Give back all of the data exactly. Leave nothing out.

(Dataset records)
╭──

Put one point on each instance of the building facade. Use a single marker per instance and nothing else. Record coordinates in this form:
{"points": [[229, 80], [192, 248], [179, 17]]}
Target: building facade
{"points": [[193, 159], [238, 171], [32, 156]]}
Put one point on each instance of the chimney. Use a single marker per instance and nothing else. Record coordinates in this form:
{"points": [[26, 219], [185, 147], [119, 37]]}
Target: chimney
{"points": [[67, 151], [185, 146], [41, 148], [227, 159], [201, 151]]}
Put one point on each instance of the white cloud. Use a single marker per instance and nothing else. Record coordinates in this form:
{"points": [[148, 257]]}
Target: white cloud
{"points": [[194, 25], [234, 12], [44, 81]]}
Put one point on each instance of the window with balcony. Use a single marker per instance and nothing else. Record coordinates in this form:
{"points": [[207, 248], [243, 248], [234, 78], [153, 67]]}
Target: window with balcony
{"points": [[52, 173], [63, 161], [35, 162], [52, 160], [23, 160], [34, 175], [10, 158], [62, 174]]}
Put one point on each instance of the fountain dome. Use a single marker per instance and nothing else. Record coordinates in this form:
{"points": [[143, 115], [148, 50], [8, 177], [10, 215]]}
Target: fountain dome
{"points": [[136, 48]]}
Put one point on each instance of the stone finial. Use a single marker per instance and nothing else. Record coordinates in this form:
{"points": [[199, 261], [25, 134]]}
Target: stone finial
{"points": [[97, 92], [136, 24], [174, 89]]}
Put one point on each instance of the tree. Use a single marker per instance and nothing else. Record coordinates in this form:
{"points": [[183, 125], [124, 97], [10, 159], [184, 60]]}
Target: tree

╰──

▶ _TASK ANSWER_
Put one point on each instance of the building facade. Use a single marker per instance and nothing else. Record coordinates in this form:
{"points": [[229, 80], [192, 248], [179, 17]]}
Target: building facade
{"points": [[193, 159], [238, 171], [32, 156]]}
Put one point on each instance of the chimney. Use a single marker per instance and nothing else. Record coordinates in this form:
{"points": [[26, 219], [185, 147], [119, 37]]}
Target: chimney
{"points": [[67, 151], [185, 146], [41, 148], [227, 159], [201, 151]]}
Put one point on each instance of the white cloud. Use a single marker per instance and nothing else. Record coordinates in this form:
{"points": [[148, 257]]}
Target: white cloud
{"points": [[194, 25], [234, 12], [44, 81]]}
Put one point on each instance of the window with balcony. Use a single marker per instance and nothing else. Record coordinates in this form:
{"points": [[207, 248], [243, 248], [234, 78], [153, 67]]}
Target: window with balcony
{"points": [[52, 173], [63, 161], [35, 162], [52, 160], [23, 160], [34, 175], [10, 158], [62, 174]]}
Put one point on each instance of the fountain dome. Use a single marker per instance and nothing else. Record coordinates in this form:
{"points": [[143, 115], [148, 50], [8, 177], [10, 215]]}
Target: fountain dome
{"points": [[136, 48]]}
Put one point on each instance of the stone finial. Use a single marker per instance and nothing else. Record coordinates in this form:
{"points": [[199, 261], [25, 134]]}
Target: stone finial
{"points": [[97, 92], [136, 24], [174, 89]]}
Put one point on each instance of the tree. Use a single marker per instance and nothing else. Record coordinates in this form:
{"points": [[183, 125], [124, 97], [10, 159], [184, 60]]}
Target: tree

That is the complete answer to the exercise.